WORK INSTRUCTIONS:
Rescale the part of the records that opens with the line containing "Place one point per instance of the orange vest" and closes with the final line of the records. Write out every line of that part, requests included and left unchanged, with each point coordinate multiplied by 1.1 and rounded to a whole number, halves rounded up.

MATERIAL:

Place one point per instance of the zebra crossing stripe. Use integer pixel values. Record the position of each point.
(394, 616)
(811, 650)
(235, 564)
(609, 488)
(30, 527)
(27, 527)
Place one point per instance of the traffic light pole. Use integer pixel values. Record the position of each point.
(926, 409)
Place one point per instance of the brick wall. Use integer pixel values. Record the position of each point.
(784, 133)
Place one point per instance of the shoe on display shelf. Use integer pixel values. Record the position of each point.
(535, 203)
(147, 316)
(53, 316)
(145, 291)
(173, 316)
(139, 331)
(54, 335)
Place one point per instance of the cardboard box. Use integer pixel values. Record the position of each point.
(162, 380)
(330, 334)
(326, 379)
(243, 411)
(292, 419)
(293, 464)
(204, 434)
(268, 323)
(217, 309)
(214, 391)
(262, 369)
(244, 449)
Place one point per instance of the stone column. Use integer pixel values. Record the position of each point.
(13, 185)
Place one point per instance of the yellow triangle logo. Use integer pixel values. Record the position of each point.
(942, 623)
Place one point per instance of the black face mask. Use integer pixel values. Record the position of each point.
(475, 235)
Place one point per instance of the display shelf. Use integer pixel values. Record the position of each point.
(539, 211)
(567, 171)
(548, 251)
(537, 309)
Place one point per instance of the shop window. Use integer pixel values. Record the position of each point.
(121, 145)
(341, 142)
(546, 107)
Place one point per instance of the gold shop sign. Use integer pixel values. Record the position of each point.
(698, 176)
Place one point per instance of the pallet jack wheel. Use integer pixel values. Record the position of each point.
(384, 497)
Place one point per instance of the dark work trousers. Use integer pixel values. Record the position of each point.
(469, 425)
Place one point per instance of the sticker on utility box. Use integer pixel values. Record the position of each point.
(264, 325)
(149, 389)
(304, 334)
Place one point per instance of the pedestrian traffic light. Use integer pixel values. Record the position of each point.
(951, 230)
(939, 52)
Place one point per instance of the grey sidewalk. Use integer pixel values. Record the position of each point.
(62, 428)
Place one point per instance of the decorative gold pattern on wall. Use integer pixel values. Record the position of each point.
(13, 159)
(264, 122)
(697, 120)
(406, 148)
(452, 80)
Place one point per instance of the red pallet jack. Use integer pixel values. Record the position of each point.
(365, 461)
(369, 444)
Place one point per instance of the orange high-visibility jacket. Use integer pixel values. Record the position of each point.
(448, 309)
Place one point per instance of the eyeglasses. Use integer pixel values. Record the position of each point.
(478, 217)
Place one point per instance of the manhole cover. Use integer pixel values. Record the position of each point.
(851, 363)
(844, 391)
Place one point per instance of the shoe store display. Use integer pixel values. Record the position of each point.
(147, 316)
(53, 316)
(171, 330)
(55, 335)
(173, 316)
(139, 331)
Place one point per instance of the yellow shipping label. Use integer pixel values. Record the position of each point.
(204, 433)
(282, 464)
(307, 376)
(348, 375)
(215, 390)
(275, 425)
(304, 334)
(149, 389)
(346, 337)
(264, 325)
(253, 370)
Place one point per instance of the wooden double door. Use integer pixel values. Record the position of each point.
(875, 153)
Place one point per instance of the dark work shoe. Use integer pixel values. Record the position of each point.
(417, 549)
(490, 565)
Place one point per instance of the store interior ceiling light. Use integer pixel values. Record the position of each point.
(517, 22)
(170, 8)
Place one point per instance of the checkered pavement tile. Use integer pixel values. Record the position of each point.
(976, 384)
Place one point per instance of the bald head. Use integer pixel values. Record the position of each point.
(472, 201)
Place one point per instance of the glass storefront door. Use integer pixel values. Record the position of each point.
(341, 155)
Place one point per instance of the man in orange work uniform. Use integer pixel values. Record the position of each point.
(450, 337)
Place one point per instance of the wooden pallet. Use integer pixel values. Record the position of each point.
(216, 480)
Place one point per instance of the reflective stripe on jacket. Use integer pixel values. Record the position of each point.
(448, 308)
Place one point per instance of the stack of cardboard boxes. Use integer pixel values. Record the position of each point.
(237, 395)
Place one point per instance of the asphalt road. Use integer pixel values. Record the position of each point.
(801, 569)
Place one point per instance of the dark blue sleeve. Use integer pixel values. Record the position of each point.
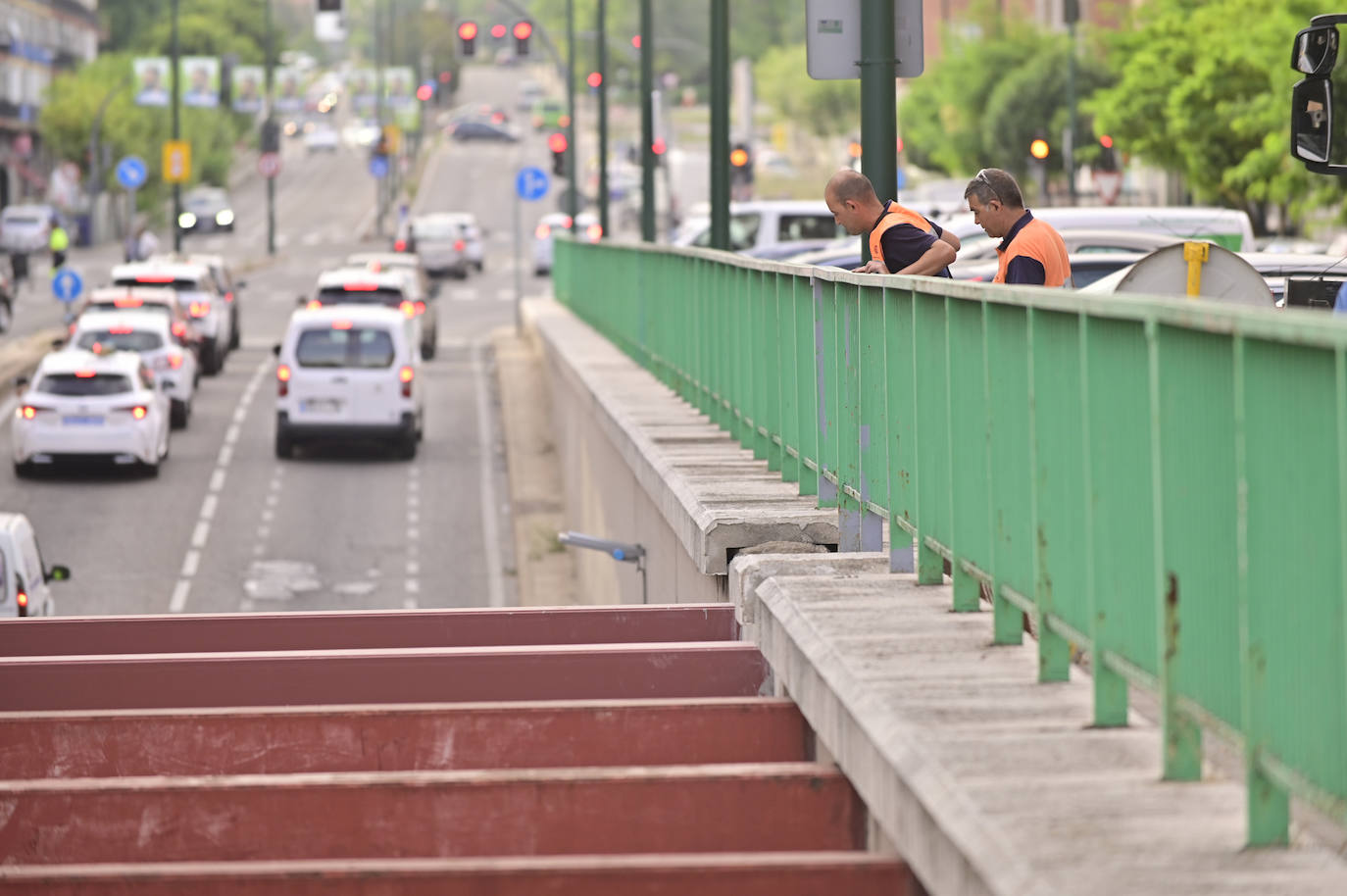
(904, 244)
(1025, 270)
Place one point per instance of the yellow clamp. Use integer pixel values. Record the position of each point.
(1195, 254)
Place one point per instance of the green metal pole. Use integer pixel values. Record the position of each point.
(602, 119)
(573, 191)
(176, 126)
(878, 97)
(721, 124)
(648, 158)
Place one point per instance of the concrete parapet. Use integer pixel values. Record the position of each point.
(985, 780)
(643, 465)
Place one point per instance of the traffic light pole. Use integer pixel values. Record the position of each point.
(720, 124)
(878, 97)
(647, 123)
(602, 119)
(270, 126)
(176, 128)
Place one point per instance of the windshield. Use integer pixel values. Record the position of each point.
(77, 384)
(122, 338)
(348, 348)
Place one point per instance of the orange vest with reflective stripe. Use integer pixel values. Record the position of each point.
(893, 216)
(1037, 240)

RESULT FOR THIS TASK:
Place one point per instance of the orange vest with reflective stripe. Use integer pixel values. Record the position of each point.
(982, 238)
(1141, 264)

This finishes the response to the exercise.